(begin)
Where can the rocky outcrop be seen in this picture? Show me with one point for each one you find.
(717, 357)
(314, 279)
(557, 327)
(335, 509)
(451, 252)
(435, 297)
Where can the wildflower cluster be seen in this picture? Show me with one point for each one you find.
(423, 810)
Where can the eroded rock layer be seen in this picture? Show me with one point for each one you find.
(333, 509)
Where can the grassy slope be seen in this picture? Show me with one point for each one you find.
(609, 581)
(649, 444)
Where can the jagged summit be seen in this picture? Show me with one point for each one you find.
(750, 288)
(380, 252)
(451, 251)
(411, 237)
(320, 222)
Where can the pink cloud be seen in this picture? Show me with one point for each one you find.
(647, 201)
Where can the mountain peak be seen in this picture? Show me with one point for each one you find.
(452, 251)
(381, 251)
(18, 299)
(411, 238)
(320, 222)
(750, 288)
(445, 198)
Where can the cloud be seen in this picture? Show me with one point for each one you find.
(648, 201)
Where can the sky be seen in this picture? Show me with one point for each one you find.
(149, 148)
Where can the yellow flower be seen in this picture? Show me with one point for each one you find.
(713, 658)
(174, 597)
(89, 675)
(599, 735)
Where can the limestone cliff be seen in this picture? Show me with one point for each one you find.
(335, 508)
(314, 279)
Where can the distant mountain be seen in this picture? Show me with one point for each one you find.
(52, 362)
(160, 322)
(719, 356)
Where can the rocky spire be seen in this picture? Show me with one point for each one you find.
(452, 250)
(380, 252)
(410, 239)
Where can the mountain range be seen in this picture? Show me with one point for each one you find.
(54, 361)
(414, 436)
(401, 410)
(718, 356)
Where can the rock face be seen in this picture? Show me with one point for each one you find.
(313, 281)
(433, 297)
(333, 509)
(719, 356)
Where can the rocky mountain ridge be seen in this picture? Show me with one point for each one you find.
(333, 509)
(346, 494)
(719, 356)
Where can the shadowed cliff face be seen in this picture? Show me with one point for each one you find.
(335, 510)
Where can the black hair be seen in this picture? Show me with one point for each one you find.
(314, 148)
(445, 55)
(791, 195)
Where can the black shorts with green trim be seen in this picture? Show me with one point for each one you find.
(end)
Job —
Render every line of the records above as a numbered list, and leave out any blank lines.

The reply —
1. Where can the rocky outcrop be seen in this picture? Show me with one point for each one you find.
2. (717, 357)
3. (314, 279)
4. (557, 327)
5. (335, 509)
6. (451, 252)
7. (435, 297)
8. Where can the wildflower cluster be seen in this picture? Show me with one point for each one you find.
9. (423, 810)
10. Where can the eroded rock layer be seen in this picture? Show me with one point for each one you find.
11. (333, 509)
12. Where can the grassy slope be seen in this picture? Show me with one point for each one you find.
13. (609, 581)
14. (649, 444)
15. Where can the jagged summit be seen in this picture? Show me with one point for each one you find.
16. (750, 288)
17. (380, 252)
18. (451, 251)
19. (411, 237)
20. (320, 222)
21. Where can the pink cloud be seen in this picture? Show me with one point for each one you find.
22. (647, 201)
23. Where can the mountain peak be seen in this picture? Show me with one point for each one you find.
24. (452, 251)
25. (381, 251)
26. (18, 299)
27. (411, 238)
28. (320, 222)
29. (750, 288)
30. (445, 198)
31. Where can the cloud be seen in this picture? Show me with one point for each one you find.
32. (648, 201)
33. Where can the sky be seen in this picture? Show me with one point for each one you find.
34. (149, 148)
35. Where can the yellow flower be seen in this picture? Show me with one point for each one you find.
36. (713, 658)
37. (174, 597)
38. (89, 675)
39. (599, 735)
40. Where can the limestone cliff be seen in this picture? Show me with one point for each one you find.
41. (335, 508)
42. (314, 279)
43. Where can the distant mountain be seen in this picture? Show me with one point for each one you find.
44. (52, 362)
45. (160, 322)
46. (719, 356)
47. Where can the rocky spire be seen in this picture? Show me with one point for each one you find.
48. (452, 250)
49. (380, 252)
50. (410, 239)
51. Where can the mountain range be seen in this picture? Show me with one point for each one you find.
52. (54, 361)
53. (414, 436)
54. (401, 410)
55. (718, 356)
56. Where can the rock face be seen in this picture? Show me with one point for each one you find.
57. (313, 281)
58. (433, 297)
59. (333, 509)
60. (719, 356)
61. Where can the rocky mountain ridge be seen in this picture? Show me with one point for each one you find.
62. (333, 509)
63. (346, 494)
64. (719, 356)
65. Where can the shadowed cliff face be seen in this picture? Show me with one point for each one you find.
66. (335, 510)
67. Where can the black hair be seen in this picture? Show me with one point for each one you find.
68. (314, 148)
69. (445, 55)
70. (791, 195)
71. Where can the black shorts with green trim be seen in this picture? Show me with one point for each one you find.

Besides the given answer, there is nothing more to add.